### Direction
Can you format this data as a JSON list of strings, one string per line, with blank lines left out?

### Object pointing dataset rows
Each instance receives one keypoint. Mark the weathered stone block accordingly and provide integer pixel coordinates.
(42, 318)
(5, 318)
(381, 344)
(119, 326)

### Response to the exercise
[
  "Each instance receives one keypoint. Mark the weathered stone block accordingly and provide integer pixel coordinates.",
  "(42, 318)",
  "(5, 318)",
  "(381, 344)",
  "(119, 326)"
]